[Start of section]

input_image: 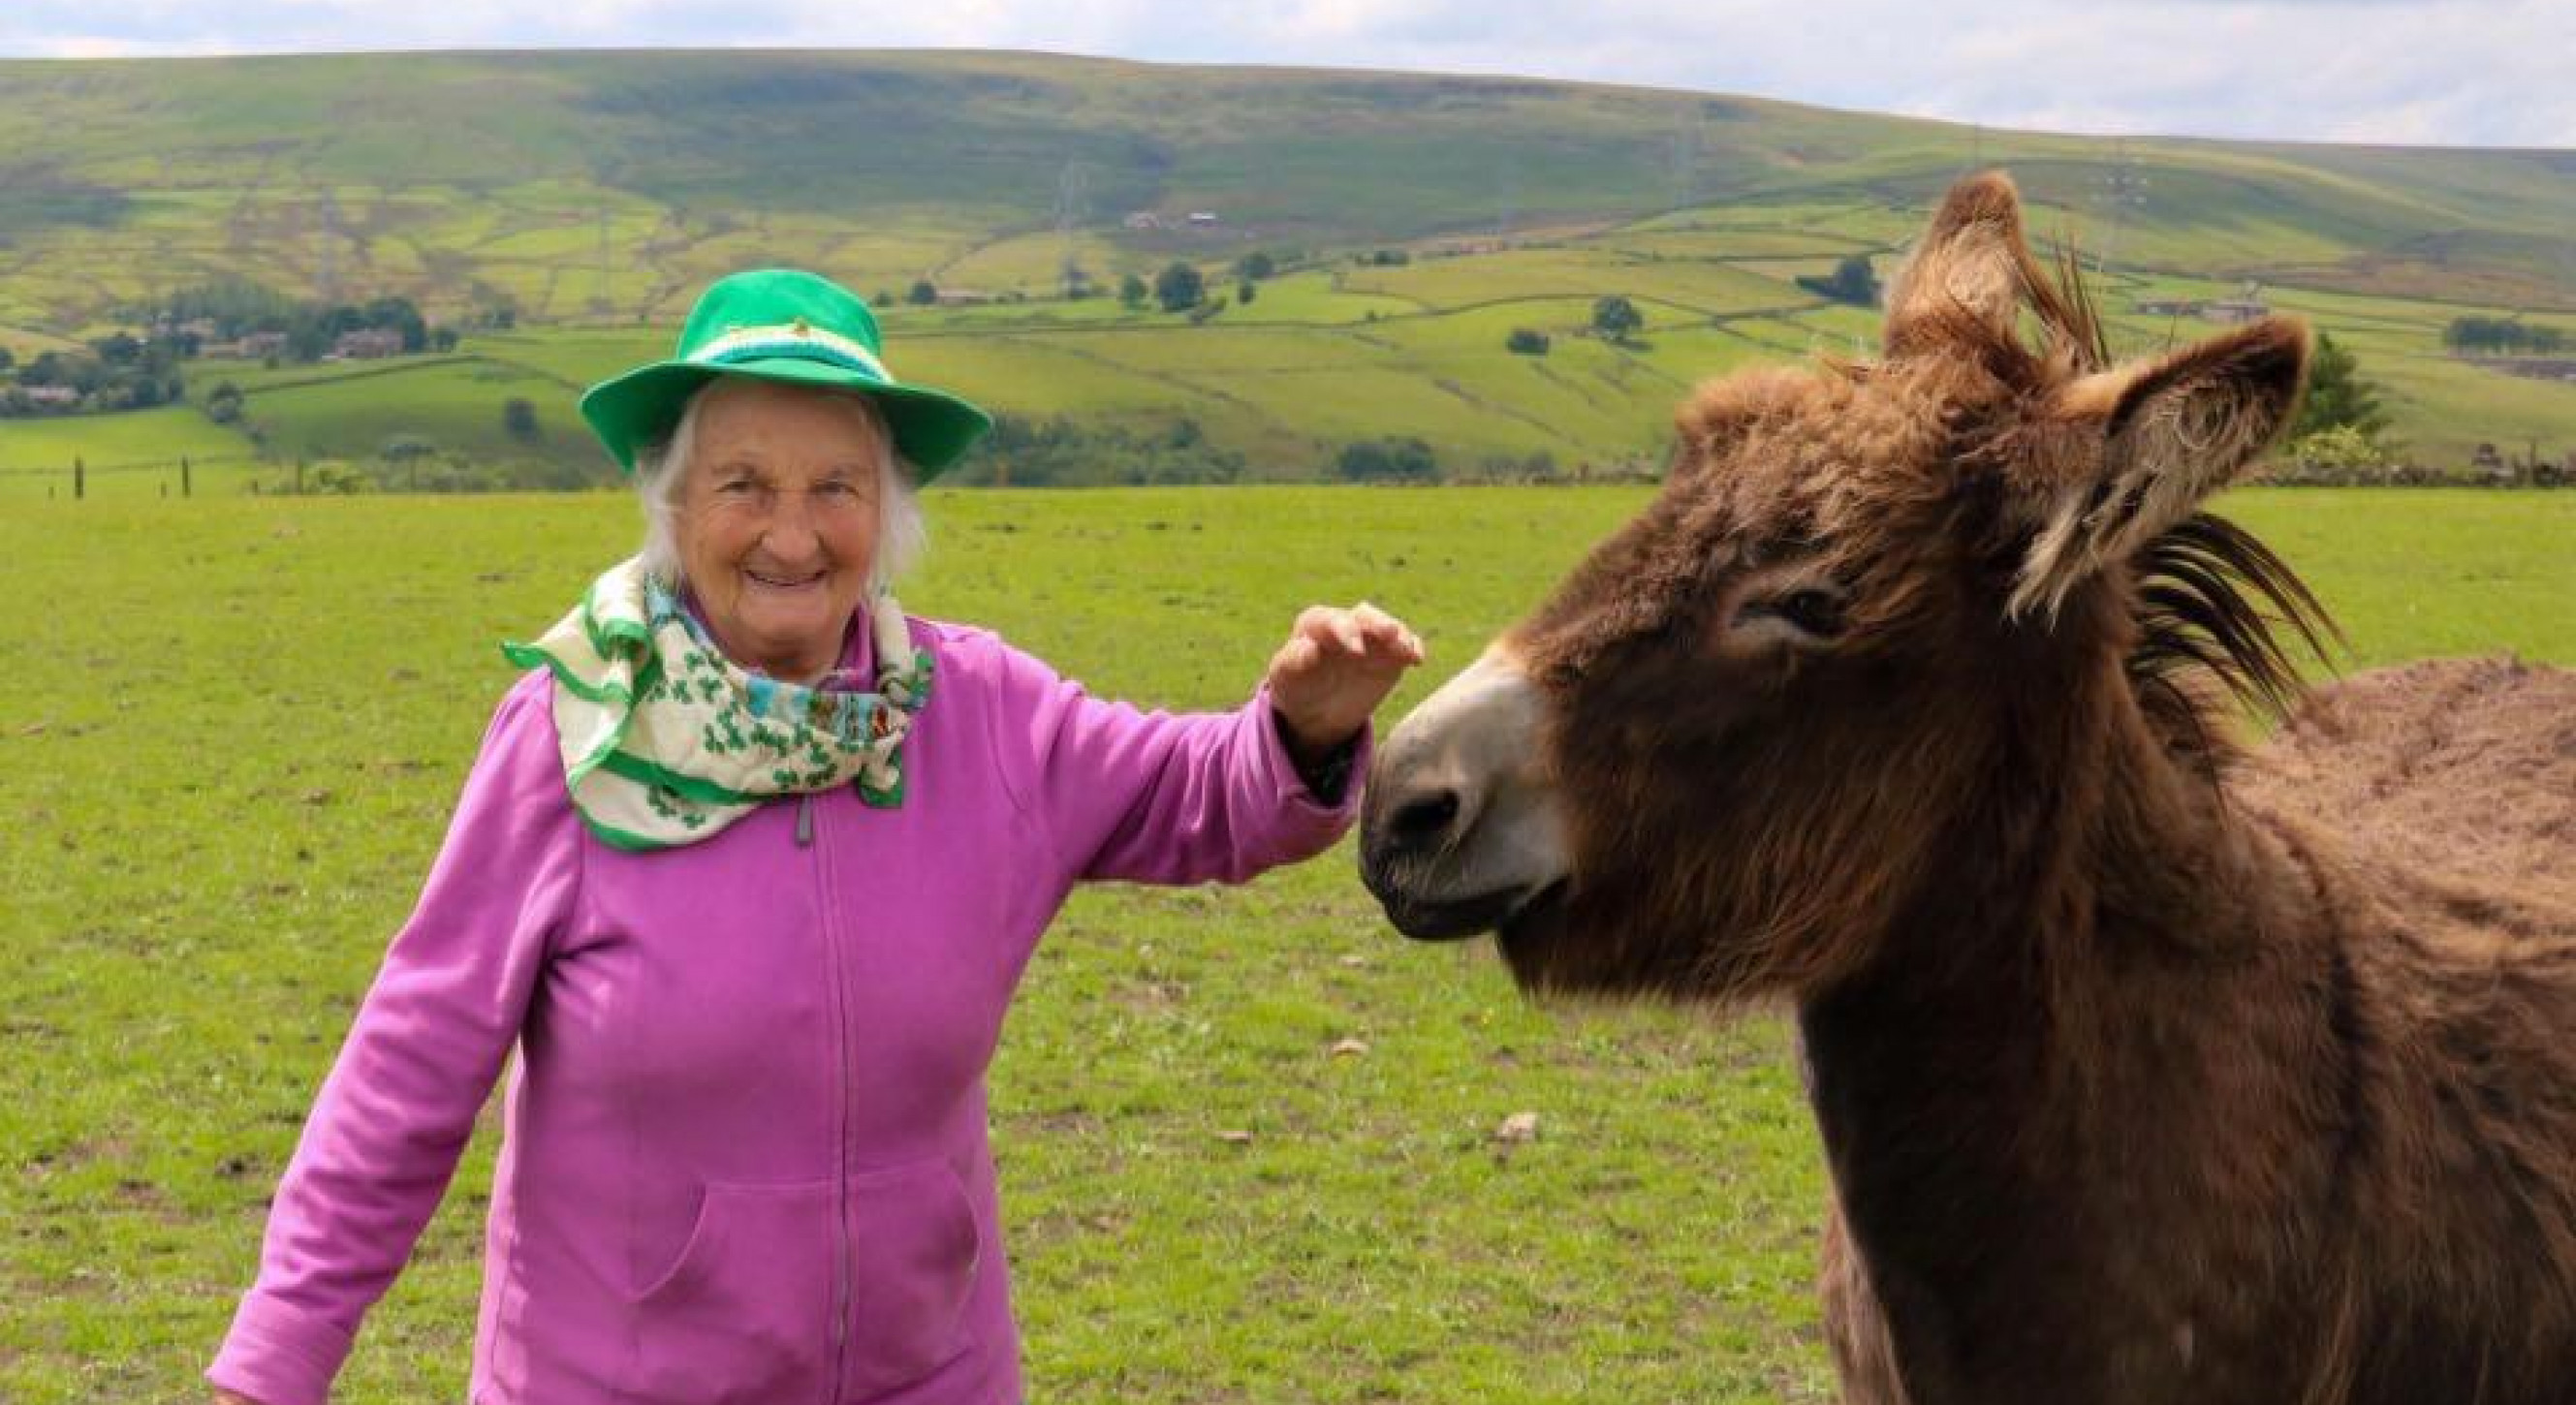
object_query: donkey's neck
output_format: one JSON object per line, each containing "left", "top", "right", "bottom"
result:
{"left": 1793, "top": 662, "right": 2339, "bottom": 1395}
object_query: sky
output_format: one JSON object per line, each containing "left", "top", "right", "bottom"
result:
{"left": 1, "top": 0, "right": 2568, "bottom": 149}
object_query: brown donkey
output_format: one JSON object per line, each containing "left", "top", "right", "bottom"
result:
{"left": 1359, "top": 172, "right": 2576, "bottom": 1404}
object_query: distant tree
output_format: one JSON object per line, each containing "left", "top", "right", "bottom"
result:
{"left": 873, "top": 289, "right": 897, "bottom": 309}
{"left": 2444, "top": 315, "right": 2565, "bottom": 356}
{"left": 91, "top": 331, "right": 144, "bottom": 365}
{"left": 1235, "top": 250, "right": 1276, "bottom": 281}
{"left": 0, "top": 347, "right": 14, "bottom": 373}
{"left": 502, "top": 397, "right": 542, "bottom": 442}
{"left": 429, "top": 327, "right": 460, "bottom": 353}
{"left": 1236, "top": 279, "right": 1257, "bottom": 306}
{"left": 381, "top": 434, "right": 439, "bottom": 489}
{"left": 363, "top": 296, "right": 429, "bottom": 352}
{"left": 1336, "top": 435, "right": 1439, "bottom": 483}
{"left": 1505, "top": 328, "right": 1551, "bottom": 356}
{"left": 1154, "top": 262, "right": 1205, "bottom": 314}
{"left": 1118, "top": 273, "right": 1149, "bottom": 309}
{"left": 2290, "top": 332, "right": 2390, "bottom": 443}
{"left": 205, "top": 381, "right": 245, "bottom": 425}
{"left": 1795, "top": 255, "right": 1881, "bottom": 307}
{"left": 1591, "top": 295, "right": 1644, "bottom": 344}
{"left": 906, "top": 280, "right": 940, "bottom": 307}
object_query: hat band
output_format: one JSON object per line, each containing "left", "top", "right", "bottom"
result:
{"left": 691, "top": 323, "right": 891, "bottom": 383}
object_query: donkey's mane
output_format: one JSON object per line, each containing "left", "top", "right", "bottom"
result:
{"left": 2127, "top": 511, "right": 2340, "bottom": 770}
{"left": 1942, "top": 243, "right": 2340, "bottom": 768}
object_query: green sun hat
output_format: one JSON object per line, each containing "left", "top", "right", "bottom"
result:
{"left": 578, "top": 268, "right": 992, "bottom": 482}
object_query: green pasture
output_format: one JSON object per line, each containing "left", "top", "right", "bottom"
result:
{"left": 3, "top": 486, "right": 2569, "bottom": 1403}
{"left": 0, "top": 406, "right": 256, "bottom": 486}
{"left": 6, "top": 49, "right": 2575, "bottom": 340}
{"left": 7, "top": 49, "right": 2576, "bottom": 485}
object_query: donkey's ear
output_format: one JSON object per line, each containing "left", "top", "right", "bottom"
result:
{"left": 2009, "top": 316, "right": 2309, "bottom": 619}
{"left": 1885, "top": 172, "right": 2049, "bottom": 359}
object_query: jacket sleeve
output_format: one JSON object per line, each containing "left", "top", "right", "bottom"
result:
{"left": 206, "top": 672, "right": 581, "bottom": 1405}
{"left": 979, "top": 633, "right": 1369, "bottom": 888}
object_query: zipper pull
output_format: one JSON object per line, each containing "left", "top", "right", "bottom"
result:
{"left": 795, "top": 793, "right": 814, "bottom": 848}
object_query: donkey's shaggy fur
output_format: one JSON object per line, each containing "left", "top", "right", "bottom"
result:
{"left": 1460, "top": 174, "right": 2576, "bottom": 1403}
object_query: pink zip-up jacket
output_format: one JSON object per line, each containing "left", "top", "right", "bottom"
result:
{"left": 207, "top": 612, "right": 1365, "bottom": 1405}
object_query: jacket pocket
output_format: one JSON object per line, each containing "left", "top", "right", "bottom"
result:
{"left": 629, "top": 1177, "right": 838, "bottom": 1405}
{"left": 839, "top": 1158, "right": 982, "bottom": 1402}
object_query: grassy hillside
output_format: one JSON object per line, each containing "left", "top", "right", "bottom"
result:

[End of section]

[Assignment] Your reply should hold every line from the data that contains "donkey", copied in full.

[Reply to the task]
object_query: donkey's neck
object_query: brown donkey
object_query: donkey's mane
object_query: donkey's ear
object_query: donkey's shaggy fur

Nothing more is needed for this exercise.